Text provided »
What's driving today's top CEOs in Manufacturing?
The focus back in the 2008 market downturn was, in essence, to "keep the lights on" and "control costs". As we emerged from that, the focus shifted to GROWTH. This subsequent shift is one of the primary drivers forcing CEOs to rethink their business models.
"Grow Grow Grow"
Best run businesses are using advanced workforce analytics to identify top talent - internally and externally. They are tying performance metrics to working capital and training to manage their talent in more profitable ways; and they are making sure they are retaining the top talent they have identified. They identify critical staffing skill gaps that can be used for recruiting as well as future focused training. Best run businesses are using workforce analytical insights to understand workforce trends, monitor the latest social recruiting efforts, grade top talent in recruiting execution and maximize workforce performance world wide to easily identify tomorrows' leaders and profitably meet expansion needs.

The tasks »
1. Answer these questions using the text on manufacturing CEOs.
(a) What was the focus during the 2008 market downturn?
(b) What did the focus shift to after that downturn?
(c) What do best run businesses tie performance metrics to?
2. Reproduce a passage from the text on manufacturing CEOs: begin at the words "The focus back" and stop after the words "their business models.".
The entries that follow come from a different source than the text on manufacturing CEOs.

Dataset excerpts »
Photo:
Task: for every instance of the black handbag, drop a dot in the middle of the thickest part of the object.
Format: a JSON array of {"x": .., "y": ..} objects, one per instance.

---

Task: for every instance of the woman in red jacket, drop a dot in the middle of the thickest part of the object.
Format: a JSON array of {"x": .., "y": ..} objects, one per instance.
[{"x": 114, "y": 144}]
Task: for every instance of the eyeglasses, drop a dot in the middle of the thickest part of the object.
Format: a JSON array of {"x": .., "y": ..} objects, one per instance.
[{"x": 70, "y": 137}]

Answers for the exercise »
1.
(a) To "keep the lights on" and "control costs".
(b) Growth.
(c) Working capital and training.

2.
The focus back in the 2008 market downturn was, in essence, to "keep the lights on" and "control costs". As we emerged from that, the focus shifted to GROWTH. This subsequent shift is one of the primary drivers forcing CEOs to rethink their business models.